**PROMPT 1:**
In the MacVector tip, where does a residue typed while holding down the [option] key get inserted?
**PROMPT 2:**
Repeat from the MacVector tip everything from "You can use" down to "the selected base.".
**PROMPT 3:**
For each statement, decide whether the MacVector tip supports it, answering yes or no and quoting the deciding words. (a) In the Editor, typing a space deletes the selected residue. (b) To nudge an entire read, you select the name of the read in the top right pane. (c) Holding down [option] and typing [delete] makes the residues to the right of the deletion slide to the right by one character.

**TEXT FOR ANALYSIS:**
MacVectorTip: Advanced Align to Reference Editing

by

in

You can use the Analyze | Align to Reference function to align other sequences (Sanger chromatograms, plain sequences or even NGS data collections) against a reference. Once aligned, the Editor lets you perform all the usual editing functions using an “overwrite” mode – select the residue you want and type the new residue to replace it. Typing a “space” or a gap “-” will delete the residue. However, there are a number of other editing functions you should be aware of:

  • Hold down the [option] key and type a residue to insert a residue, rather than overwrite. The new residue inserts before the selected base.
  • Hold down [option] and type [delete] to delete a residue rather than replace it with a gap. This will cause the residues to the right of the deletion to slide to the left by one character.
  • To “nudge” an entire read, simply select the “name” of the read in the top left pane and press the [left] or [right] arrow keys.

**INFORMATION SHOWN:**

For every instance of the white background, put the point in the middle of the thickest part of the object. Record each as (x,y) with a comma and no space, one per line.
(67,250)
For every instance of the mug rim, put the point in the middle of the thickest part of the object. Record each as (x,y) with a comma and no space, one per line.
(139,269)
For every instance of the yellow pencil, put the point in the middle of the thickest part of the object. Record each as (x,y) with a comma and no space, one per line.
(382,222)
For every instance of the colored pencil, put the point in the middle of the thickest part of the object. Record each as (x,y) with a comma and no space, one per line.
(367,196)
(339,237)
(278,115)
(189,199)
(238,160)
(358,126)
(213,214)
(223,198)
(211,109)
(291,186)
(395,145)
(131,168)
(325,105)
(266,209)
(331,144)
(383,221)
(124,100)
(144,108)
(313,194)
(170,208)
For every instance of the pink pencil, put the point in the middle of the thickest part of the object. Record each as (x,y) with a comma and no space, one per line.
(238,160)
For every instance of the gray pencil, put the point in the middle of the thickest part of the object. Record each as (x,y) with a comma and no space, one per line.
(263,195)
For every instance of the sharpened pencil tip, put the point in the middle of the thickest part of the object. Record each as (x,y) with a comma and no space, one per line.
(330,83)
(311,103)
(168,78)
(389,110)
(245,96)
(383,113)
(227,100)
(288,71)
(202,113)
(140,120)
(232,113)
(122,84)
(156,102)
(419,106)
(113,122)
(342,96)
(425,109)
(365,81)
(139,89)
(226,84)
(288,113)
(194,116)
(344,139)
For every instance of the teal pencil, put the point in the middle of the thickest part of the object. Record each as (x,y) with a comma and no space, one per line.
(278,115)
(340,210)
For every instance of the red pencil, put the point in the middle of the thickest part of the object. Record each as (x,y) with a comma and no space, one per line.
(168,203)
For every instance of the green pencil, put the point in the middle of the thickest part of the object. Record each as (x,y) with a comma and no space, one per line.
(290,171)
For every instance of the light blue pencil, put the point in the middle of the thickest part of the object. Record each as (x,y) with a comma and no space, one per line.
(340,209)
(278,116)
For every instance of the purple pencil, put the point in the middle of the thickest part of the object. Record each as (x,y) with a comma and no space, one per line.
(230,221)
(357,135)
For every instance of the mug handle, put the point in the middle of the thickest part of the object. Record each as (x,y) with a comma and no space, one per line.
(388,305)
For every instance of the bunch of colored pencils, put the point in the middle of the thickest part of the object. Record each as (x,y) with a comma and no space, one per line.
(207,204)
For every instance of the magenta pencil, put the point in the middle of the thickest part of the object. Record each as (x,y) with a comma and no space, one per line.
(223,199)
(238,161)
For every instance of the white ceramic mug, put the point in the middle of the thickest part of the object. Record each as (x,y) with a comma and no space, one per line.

**TASK ANSWER 1:**
Before the selected base.

**TASK ANSWER 2:**
You can use the Analyze | Align to Reference function to align other sequences (Sanger chromatograms, plain sequences or even NGS data collections) against a reference. Once aligned, the Editor lets you perform all the usual editing functions using an “overwrite” mode – select the residue you want and type the new residue to replace it. Typing a “space” or a gap “-” will delete the residue. However, there are a number of other editing functions you should be aware of:

  • Hold down the [option] key and type a residue to insert a residue, rather than overwrite. The new residue inserts before the selected base.

**TASK ANSWER 3:**
(a) Yes: "Typing a “space” or a gap “-” will delete the residue."
(b) No: "select the “name” of the read in the top left pane"
(c) No: "This will cause the residues to the right of the deletion to slide to the left by one character."